Berner Zeitung, Philipp Rindlisbacher

Kommentar: Der Abstieg ist das logische Verdikt

Nach dem Tigers-Abstieg braucht es ein klares Bekenntnis des SCL-Verwaltungsrats. Dieser muss schnellstmöglich eine Strategie präsentieren.

Presse •

Die SCL Tigers haben die schlechteste und turbulenteste Saison seit dem Aufstieg 1998 hinter sich; der Sturz in die Zweitklassigkeit ist das logische Verdikt. In der wirtschaftlich unterentwickelten Region büsst nun auch das grösste Aushängeschild an Glanz ein – das Emmental befindet sich in einer Depression.

Die National League A verliert mit den Langnauern ein Stück Tradition. Kaum ein Konkurrent hatte ihnen den Abstieg gewünscht. Für den Verein ist die Relegation ein heftiger Dämpfer. Mit der Verpflichtung von Geschäftsführer Wolfgang Schickli wurde das Ziel verbunden, über die Region hinaus mehr Strahlkraft zu erlangen und für Geldgeber attraktiver zu werden. In der NLB ist dies kaum möglich, es fehlt eine Plattform.

Aufgabenstellung -
**1)** Wer wurde laut dem Kommentar als Geschäftsführer der SCL Tigers verpflichtet?
**2)** Ermitteln Sie jede Zeile der Datensätze, in der die Zeichenfolge "rock" vorkommt, und übernehmen Sie diese Zeilen unverändert. Groß- und Kleinschreibung ist zu beachten.

(Zeige-Einträge zu benannten Objekten)
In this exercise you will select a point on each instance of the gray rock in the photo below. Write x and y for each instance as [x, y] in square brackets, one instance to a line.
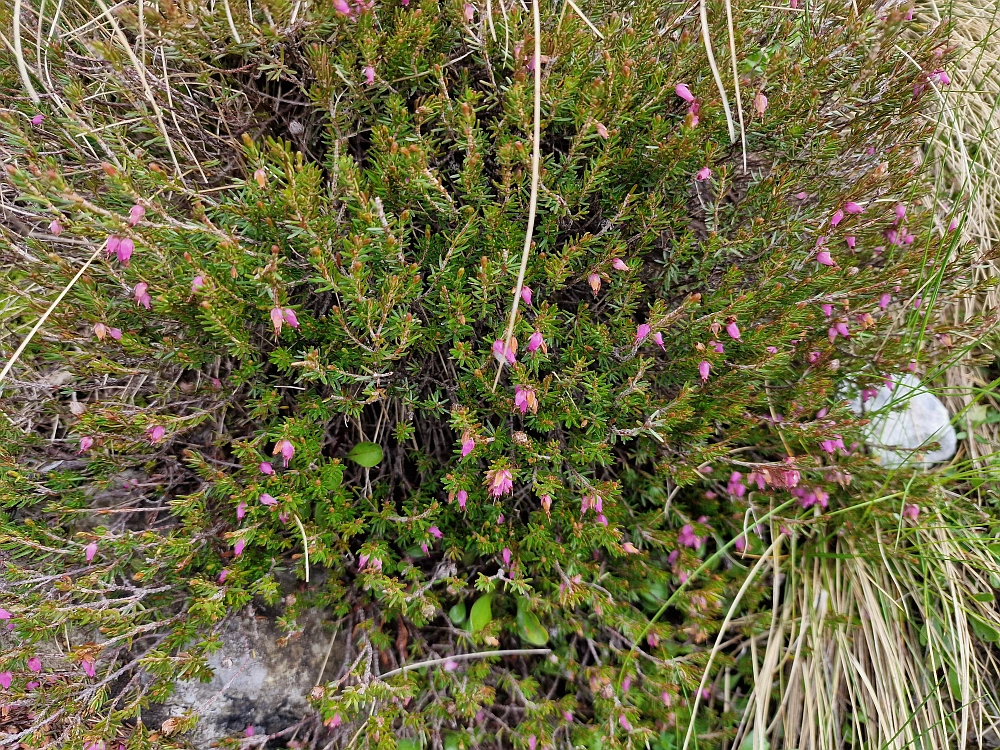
[906, 422]
[262, 678]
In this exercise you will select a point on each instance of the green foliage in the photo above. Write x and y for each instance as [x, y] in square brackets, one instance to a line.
[329, 263]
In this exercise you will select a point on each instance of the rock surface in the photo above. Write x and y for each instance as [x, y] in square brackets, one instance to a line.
[906, 419]
[257, 680]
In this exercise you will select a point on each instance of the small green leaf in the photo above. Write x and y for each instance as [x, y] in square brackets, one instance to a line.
[457, 613]
[366, 454]
[481, 614]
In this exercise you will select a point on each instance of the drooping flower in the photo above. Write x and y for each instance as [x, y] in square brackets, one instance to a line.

Lösungen -
**1)** Wolfgang Schickli.

**2)**
In this exercise you will select a point on each instance of the gray rock in the photo below. Write x and y for each instance as [x, y] in square brackets, one instance to a line.
In this exercise you will select a point on each instance of the rock surface in the photo above. Write x and y for each instance as [x, y] in square brackets, one instance to a line.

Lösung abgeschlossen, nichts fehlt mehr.